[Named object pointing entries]
• • • • • • •

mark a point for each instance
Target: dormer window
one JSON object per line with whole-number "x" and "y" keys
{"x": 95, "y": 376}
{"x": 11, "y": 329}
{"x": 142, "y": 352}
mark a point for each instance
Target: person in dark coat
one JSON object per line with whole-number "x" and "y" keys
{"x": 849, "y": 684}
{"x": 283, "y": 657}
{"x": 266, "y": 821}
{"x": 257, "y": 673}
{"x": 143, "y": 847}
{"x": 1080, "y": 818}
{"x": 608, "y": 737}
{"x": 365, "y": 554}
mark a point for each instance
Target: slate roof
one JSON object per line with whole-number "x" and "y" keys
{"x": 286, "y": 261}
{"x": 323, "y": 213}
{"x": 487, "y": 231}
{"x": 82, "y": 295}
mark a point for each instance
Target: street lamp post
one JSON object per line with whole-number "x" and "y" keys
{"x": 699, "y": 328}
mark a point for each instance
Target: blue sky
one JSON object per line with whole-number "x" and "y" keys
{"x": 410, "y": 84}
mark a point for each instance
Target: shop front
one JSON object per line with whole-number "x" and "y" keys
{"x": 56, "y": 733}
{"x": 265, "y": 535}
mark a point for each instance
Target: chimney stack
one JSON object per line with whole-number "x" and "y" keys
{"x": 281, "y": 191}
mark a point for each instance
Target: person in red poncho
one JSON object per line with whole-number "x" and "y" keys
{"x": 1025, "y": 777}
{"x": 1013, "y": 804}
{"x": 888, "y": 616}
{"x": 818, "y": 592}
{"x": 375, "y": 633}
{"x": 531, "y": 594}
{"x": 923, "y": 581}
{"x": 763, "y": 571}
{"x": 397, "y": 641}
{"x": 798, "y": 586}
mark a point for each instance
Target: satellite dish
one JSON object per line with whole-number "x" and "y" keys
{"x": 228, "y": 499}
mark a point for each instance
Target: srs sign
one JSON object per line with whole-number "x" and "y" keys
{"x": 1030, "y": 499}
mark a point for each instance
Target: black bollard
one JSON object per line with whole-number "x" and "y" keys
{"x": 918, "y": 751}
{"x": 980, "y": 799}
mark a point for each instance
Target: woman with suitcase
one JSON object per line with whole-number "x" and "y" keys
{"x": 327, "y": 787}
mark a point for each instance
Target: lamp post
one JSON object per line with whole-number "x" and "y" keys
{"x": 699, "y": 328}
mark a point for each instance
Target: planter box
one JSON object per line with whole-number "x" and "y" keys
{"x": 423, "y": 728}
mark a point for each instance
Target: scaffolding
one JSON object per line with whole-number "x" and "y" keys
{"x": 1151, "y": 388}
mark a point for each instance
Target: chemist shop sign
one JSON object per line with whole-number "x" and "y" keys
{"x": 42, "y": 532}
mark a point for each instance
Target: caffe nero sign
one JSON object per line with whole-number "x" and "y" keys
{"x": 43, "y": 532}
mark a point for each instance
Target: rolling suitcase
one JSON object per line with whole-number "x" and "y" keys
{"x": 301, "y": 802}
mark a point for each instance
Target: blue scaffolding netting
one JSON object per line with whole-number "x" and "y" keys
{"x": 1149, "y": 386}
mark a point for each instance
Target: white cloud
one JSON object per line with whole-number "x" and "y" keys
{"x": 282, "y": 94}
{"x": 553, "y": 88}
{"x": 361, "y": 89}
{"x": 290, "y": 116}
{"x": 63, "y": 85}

• • • • • • •

> Objective
Display every line above that contains the string "scaffolding", treating uppercase and lowercase letters as distinct.

> Problem solution
Target: scaffolding
Target: blue scaffolding netting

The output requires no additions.